[Point labeling examples]

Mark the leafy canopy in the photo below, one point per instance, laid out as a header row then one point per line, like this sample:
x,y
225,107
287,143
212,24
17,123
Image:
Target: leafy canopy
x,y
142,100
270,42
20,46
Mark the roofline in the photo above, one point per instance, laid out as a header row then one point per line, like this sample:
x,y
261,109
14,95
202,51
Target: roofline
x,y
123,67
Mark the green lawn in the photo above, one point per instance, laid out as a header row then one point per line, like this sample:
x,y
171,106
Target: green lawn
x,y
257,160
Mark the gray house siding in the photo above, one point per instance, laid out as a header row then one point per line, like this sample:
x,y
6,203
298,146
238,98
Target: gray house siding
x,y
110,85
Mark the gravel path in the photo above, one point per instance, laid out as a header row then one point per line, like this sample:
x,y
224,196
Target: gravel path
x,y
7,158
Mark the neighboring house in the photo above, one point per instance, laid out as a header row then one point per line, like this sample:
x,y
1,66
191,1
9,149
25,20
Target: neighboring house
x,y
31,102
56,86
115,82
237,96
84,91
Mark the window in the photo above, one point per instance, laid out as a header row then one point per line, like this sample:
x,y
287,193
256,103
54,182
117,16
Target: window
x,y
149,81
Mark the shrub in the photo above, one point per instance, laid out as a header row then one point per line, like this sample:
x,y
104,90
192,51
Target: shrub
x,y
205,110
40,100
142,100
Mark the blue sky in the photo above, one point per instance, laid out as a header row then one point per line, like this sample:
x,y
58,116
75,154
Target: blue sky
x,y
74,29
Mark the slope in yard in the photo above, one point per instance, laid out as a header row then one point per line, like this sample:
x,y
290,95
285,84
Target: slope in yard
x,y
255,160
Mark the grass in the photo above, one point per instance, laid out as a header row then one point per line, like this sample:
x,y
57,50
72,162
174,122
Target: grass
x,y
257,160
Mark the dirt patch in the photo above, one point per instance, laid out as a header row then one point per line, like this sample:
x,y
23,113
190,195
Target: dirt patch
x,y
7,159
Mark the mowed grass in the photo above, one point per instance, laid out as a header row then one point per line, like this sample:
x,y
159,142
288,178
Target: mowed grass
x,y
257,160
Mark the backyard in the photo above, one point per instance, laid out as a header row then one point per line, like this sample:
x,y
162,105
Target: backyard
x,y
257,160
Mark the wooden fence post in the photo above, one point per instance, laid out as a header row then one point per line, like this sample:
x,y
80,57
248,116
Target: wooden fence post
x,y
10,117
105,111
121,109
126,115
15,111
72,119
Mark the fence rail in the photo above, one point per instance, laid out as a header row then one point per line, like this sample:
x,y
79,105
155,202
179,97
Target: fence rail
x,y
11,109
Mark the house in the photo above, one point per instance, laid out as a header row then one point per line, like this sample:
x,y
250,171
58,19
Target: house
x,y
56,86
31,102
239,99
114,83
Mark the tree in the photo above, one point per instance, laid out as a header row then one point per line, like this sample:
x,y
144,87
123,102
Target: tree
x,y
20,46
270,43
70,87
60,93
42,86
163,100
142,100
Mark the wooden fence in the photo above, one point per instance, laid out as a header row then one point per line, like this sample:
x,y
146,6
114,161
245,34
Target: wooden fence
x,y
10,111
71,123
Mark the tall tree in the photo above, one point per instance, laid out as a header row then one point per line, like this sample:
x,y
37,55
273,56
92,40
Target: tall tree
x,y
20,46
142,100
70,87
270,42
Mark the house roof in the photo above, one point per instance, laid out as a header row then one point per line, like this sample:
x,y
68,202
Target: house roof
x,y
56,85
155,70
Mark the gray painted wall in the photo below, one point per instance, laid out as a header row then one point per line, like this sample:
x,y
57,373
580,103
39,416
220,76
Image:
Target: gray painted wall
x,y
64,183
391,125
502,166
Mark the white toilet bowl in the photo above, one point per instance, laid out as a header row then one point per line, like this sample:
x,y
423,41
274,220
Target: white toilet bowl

■ DIRECTIONS
Copy the material above, line for line.

■ ANSWER TO THE TASK
Mark the leafy canopy in the photo below, one point per instance, laid out as a header row then one point per line, like this sample:
x,y
225,107
287,143
212,24
17,123
Image:
Target: leafy canopy
x,y
142,100
270,42
20,46
Mark the roofline in the photo above, one point per instance, laid out as a header row then one point per line, like this sample:
x,y
261,109
14,95
202,51
Target: roofline
x,y
123,67
Mark the green lawn in the photo above, one point per instance, laid out as a header row then one point per line, like this sample:
x,y
171,106
Target: green lawn
x,y
257,160
Mark the gray house siding in the photo above, one point per instance, laid out as a header row then one point per line, like this sample:
x,y
6,203
298,146
238,98
Target: gray house siding
x,y
110,85
Mark the gravel path in the photo above, one point per instance, laid out as a header row then one point per line, like this sample:
x,y
224,196
Target: gravel path
x,y
7,158
Mark the neighboring house in the photo above, one point per instance, laid out as a header row then one point per line, like this sample:
x,y
1,66
191,1
9,149
25,20
Target: neighboring house
x,y
31,102
56,86
115,82
237,96
84,91
Mark the window in the photo above, one point per instance, laid out as a header row then one point per line, like this sample:
x,y
287,193
256,103
54,182
117,16
Target: window
x,y
149,81
Mark the shrub in the photo above, one point per instance, laid out as a header row then one point per line, like this sample:
x,y
104,90
192,51
Target: shrub
x,y
205,110
40,100
142,100
Mark the blue sky in the photo above, one point per instance, laid out as a header row then one point per line, like this sample:
x,y
58,116
75,154
Target: blue sky
x,y
74,29
Mark the slope in yard in the photo above, one point per instance, laid out as a header row then one point per line, like this sample:
x,y
290,95
285,84
Target: slope in yard
x,y
255,160
Mark the grass in the photo above, one point per instance, laid out as a header row then one point per line, like this sample:
x,y
57,50
72,162
174,122
Target: grass
x,y
257,160
Mark the dirt patch in the photo above, one point per instance, laid out as a header row then one point per line, like this sample:
x,y
23,113
190,195
Target: dirt patch
x,y
7,159
Mark the mowed grass in the photo above, one point per instance, laid out as a header row then one point per line, like this sample:
x,y
159,142
288,178
Target: mowed grass
x,y
257,160
Mark the backyard in the photo above, one point per instance, laid out as a header row then one point per line, like this sample:
x,y
162,105
Target: backyard
x,y
257,160
Mark the wooden fence post in the photo above, one point per instance, laid out as a header row then one point per line, like this sample:
x,y
80,57
248,116
Target: wooden fence post
x,y
10,117
105,111
121,109
126,115
15,111
72,119
Mark the fence rail in the photo above, one point per instance, laid out as a header row then one point per line, like this sample:
x,y
79,105
155,202
179,97
Target: fence rail
x,y
11,109
Mark the house in the photo above, one point per instance, laid out as a header row then one point per line, like this sample:
x,y
250,171
58,19
Target: house
x,y
56,86
31,102
239,99
114,83
Mark the tree in the photo above, one point per instance, laid out as a header row then one point per line, like this sample:
x,y
144,87
123,102
Target: tree
x,y
20,46
270,43
70,87
60,93
42,86
163,100
142,100
Mark the wooden fence in the photo above, one point per instance, laid out as a header row then one point per line, like this sample:
x,y
146,6
114,161
245,34
Target: wooden fence
x,y
10,111
71,123
Mark the tall tree in the photo above, one point per instance, laid out as a header row then one point per line, like this sample:
x,y
37,55
273,56
92,40
Target: tall tree
x,y
20,46
142,100
70,87
270,42
Mark the house roof in the photo above, one point per instance, laid out as a header row then one point per line, like this sample:
x,y
68,202
Target: house roof
x,y
56,85
155,70
Mark the gray painted wall in the photo below, one point per instance, laid out as a header row then one point per line, like this sample:
x,y
57,373
580,103
39,416
220,76
Image:
Target: gray painted wall
x,y
64,183
391,125
502,166
Mark the white toilet bowl in the photo above, one point per instance, laid out as a header row then one point per line, like this sample:
x,y
423,41
274,220
Target: white toilet bowl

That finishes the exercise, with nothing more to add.